(Action item): Set each entry down exactly as written.
---
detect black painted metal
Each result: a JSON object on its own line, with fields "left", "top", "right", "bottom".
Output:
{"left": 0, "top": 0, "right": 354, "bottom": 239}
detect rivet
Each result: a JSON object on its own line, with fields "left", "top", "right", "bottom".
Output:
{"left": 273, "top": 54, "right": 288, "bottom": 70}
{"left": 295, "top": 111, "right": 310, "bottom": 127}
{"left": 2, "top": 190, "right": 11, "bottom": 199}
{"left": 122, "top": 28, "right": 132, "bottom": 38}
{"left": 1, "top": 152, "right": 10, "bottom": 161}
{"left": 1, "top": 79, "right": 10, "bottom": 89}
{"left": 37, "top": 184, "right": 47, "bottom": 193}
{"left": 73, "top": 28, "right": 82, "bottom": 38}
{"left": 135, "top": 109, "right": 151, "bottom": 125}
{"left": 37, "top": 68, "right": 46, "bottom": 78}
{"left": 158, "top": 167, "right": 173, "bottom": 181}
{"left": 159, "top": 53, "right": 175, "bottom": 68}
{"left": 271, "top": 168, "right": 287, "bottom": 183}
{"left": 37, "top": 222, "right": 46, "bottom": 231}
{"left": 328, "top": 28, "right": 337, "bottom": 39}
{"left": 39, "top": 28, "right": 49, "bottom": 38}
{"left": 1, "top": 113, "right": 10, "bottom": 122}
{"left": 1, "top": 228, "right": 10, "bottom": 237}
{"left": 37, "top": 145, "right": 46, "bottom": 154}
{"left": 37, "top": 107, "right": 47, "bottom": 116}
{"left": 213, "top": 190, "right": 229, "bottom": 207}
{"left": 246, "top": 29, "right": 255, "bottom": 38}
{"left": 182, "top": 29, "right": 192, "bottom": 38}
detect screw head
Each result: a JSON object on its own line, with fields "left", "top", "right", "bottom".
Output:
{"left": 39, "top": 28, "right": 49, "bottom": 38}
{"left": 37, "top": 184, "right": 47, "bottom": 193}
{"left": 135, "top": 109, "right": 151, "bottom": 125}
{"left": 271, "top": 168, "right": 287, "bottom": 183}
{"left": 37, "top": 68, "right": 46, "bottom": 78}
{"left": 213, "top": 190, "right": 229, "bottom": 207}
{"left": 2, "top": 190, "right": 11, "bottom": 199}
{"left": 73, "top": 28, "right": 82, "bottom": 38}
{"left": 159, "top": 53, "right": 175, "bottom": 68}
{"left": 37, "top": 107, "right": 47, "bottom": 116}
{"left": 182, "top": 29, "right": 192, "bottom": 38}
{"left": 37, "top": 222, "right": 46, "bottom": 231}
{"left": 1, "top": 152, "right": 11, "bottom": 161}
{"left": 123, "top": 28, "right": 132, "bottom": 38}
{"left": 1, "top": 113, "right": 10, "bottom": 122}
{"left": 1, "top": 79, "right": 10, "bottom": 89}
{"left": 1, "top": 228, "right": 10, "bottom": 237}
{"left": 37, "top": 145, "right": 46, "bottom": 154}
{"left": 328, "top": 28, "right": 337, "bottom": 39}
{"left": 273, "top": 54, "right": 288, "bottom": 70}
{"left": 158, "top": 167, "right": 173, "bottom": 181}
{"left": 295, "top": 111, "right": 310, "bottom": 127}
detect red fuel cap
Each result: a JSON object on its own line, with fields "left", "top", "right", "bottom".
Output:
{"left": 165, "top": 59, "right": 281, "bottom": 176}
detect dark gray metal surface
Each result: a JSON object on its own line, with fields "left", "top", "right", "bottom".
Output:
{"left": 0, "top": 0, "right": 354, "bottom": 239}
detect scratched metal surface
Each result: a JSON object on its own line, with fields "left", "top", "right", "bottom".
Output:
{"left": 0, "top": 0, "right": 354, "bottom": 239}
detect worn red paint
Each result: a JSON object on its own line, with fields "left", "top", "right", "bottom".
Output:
---
(Exercise response):
detect black painted metal
Each result: a JSON object on its own line, with fields "left", "top", "right", "bottom".
Output:
{"left": 0, "top": 0, "right": 354, "bottom": 239}
detect rivet
Each result: a JSON object on its own line, with fields "left", "top", "right", "bottom".
Output:
{"left": 273, "top": 54, "right": 288, "bottom": 70}
{"left": 295, "top": 111, "right": 310, "bottom": 127}
{"left": 2, "top": 190, "right": 11, "bottom": 199}
{"left": 122, "top": 28, "right": 132, "bottom": 38}
{"left": 1, "top": 152, "right": 10, "bottom": 161}
{"left": 1, "top": 79, "right": 10, "bottom": 89}
{"left": 37, "top": 184, "right": 47, "bottom": 193}
{"left": 73, "top": 28, "right": 82, "bottom": 38}
{"left": 135, "top": 109, "right": 151, "bottom": 125}
{"left": 37, "top": 68, "right": 46, "bottom": 78}
{"left": 158, "top": 167, "right": 173, "bottom": 181}
{"left": 159, "top": 53, "right": 175, "bottom": 68}
{"left": 271, "top": 168, "right": 287, "bottom": 183}
{"left": 37, "top": 222, "right": 46, "bottom": 231}
{"left": 328, "top": 28, "right": 337, "bottom": 39}
{"left": 39, "top": 28, "right": 49, "bottom": 38}
{"left": 1, "top": 113, "right": 10, "bottom": 122}
{"left": 1, "top": 228, "right": 10, "bottom": 237}
{"left": 37, "top": 145, "right": 46, "bottom": 154}
{"left": 37, "top": 107, "right": 47, "bottom": 116}
{"left": 213, "top": 190, "right": 229, "bottom": 207}
{"left": 246, "top": 29, "right": 255, "bottom": 38}
{"left": 182, "top": 29, "right": 192, "bottom": 38}
detect screw head
Each result: a JSON object on its own line, with fields "left", "top", "right", "bottom".
Output:
{"left": 39, "top": 28, "right": 49, "bottom": 38}
{"left": 37, "top": 184, "right": 47, "bottom": 193}
{"left": 135, "top": 109, "right": 151, "bottom": 125}
{"left": 271, "top": 168, "right": 287, "bottom": 183}
{"left": 37, "top": 68, "right": 46, "bottom": 78}
{"left": 213, "top": 190, "right": 229, "bottom": 207}
{"left": 2, "top": 190, "right": 11, "bottom": 199}
{"left": 73, "top": 28, "right": 82, "bottom": 38}
{"left": 159, "top": 53, "right": 175, "bottom": 68}
{"left": 37, "top": 107, "right": 47, "bottom": 116}
{"left": 182, "top": 29, "right": 192, "bottom": 38}
{"left": 37, "top": 222, "right": 46, "bottom": 231}
{"left": 1, "top": 152, "right": 11, "bottom": 161}
{"left": 123, "top": 28, "right": 132, "bottom": 38}
{"left": 1, "top": 113, "right": 10, "bottom": 122}
{"left": 1, "top": 79, "right": 10, "bottom": 89}
{"left": 1, "top": 228, "right": 10, "bottom": 237}
{"left": 37, "top": 145, "right": 46, "bottom": 154}
{"left": 328, "top": 28, "right": 337, "bottom": 39}
{"left": 273, "top": 54, "right": 288, "bottom": 70}
{"left": 158, "top": 167, "right": 173, "bottom": 181}
{"left": 295, "top": 111, "right": 310, "bottom": 127}
detect red fuel cap
Each result: a JSON object on its own line, with fields "left", "top", "right", "bottom".
Output:
{"left": 165, "top": 59, "right": 281, "bottom": 176}
detect dark gray metal surface
Each result: a JSON object on its own line, with fields "left", "top", "right", "bottom".
Output:
{"left": 0, "top": 0, "right": 354, "bottom": 239}
detect scratched metal surface
Each result: a JSON object on its own line, with fields "left", "top", "right", "bottom".
Output:
{"left": 0, "top": 0, "right": 354, "bottom": 239}
detect worn red paint
Each result: a JSON object on its own line, with fields "left", "top", "right", "bottom".
Output:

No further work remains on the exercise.